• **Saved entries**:
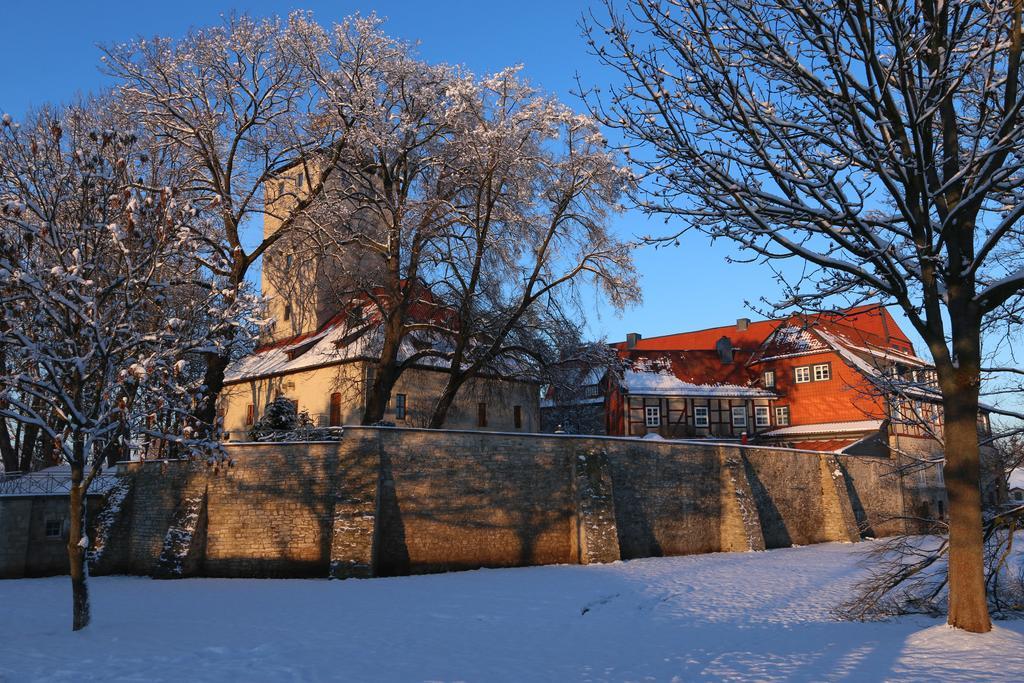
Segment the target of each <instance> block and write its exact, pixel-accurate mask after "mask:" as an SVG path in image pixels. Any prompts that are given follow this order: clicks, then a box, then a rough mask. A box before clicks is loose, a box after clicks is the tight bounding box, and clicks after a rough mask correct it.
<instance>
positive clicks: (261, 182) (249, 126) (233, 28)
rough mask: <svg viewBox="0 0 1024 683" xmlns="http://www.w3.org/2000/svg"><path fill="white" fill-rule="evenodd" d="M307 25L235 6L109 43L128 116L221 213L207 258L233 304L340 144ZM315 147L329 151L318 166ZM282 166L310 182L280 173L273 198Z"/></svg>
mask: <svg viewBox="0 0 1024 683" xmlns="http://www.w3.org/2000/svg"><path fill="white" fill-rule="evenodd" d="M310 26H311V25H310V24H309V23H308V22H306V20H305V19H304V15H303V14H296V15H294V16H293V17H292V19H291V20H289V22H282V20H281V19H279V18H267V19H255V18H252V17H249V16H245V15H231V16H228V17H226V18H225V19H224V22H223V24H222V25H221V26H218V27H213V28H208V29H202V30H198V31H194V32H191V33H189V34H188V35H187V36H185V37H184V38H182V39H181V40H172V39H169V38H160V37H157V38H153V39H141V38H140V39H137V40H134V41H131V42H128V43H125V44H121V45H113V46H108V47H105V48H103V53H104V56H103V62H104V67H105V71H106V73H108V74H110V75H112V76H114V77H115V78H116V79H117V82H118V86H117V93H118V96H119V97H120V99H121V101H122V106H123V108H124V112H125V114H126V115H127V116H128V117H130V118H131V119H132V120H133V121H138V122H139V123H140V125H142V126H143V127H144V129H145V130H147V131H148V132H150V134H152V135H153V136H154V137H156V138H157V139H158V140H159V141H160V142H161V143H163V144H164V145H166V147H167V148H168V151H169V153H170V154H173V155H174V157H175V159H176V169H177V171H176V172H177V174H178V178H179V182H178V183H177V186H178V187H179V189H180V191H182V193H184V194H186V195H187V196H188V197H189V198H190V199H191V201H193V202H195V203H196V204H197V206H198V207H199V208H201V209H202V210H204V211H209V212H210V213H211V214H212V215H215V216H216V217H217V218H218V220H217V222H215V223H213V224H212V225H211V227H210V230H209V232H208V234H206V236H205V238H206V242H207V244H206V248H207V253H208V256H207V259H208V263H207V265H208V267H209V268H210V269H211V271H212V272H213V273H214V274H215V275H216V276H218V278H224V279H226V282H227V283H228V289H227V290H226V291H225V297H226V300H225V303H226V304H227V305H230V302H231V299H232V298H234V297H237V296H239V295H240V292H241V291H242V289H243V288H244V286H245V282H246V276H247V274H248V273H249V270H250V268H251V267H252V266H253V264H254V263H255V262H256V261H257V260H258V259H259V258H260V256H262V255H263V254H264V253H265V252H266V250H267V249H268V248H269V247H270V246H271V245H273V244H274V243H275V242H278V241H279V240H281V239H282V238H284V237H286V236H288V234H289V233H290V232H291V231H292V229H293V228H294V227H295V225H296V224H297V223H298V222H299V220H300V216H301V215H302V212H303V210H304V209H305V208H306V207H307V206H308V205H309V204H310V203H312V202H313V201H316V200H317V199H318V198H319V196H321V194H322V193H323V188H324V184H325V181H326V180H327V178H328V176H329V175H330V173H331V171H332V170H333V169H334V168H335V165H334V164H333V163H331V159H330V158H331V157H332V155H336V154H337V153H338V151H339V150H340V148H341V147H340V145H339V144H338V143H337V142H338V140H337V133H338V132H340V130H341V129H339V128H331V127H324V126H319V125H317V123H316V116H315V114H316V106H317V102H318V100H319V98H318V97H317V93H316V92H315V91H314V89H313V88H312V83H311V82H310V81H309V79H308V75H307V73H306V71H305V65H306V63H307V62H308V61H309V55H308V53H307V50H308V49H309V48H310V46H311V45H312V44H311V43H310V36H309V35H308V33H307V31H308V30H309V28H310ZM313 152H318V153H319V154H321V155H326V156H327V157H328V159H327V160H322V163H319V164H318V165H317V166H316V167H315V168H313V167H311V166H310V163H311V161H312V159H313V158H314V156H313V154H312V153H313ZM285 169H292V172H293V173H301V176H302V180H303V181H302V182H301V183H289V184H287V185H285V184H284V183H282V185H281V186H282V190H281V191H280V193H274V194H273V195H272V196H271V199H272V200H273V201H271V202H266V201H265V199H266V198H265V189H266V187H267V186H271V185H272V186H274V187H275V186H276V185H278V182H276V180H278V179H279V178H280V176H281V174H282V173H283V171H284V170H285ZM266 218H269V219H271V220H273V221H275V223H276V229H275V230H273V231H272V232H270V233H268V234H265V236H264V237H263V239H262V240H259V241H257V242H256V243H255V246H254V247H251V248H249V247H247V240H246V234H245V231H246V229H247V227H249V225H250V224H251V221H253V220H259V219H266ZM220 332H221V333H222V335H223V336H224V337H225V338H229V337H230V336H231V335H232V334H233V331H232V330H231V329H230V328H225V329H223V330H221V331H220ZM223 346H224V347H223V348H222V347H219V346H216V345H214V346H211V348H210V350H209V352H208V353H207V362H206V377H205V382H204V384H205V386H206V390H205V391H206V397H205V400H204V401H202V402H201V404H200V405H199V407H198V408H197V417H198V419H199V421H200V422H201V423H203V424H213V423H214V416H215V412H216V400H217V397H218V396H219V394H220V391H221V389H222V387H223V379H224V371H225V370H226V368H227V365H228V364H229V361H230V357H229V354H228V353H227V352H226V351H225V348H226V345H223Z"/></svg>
* * *
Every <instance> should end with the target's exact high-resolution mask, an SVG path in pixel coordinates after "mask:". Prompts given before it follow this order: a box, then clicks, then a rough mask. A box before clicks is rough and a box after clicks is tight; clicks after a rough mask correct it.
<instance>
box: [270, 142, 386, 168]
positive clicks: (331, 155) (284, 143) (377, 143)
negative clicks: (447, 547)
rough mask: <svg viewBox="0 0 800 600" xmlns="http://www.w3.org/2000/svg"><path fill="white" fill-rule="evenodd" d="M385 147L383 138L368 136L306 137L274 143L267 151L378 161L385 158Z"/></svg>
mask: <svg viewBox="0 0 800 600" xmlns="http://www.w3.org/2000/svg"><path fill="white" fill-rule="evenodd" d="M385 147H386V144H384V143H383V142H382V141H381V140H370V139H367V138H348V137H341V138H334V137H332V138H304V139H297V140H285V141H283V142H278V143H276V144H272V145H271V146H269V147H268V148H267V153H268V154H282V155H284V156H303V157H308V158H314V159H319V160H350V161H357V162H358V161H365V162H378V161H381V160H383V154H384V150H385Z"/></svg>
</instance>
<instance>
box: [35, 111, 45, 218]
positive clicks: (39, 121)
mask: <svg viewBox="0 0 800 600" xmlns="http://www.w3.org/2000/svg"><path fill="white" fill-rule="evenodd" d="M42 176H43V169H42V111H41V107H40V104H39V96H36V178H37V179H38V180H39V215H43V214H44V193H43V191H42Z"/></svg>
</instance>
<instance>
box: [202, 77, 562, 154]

• **Task objective**: Swap "rough mask" for "coarse mask" in the stretch of the listing from the line containing "Every <instance> should" through the line containing "147L383 138L368 136L306", leaving everything else unchanged. Return only those lines.

• **Written solution**:
Every <instance> should end with the target's exact high-resolution mask, an SVG path in pixel coordinates after "mask:". Prompts given before it follow this order: a box, then clicks, then a coarse mask. A box before clicks is rough and a box after clicks is tight; clicks after a coarse mask correct it.
<instance>
box: [270, 142, 386, 168]
positive clicks: (331, 155) (284, 143) (377, 143)
negative clicks: (447, 547)
coarse mask: <svg viewBox="0 0 800 600" xmlns="http://www.w3.org/2000/svg"><path fill="white" fill-rule="evenodd" d="M385 147L383 138L368 136L306 137L274 143L267 151L378 161L385 158Z"/></svg>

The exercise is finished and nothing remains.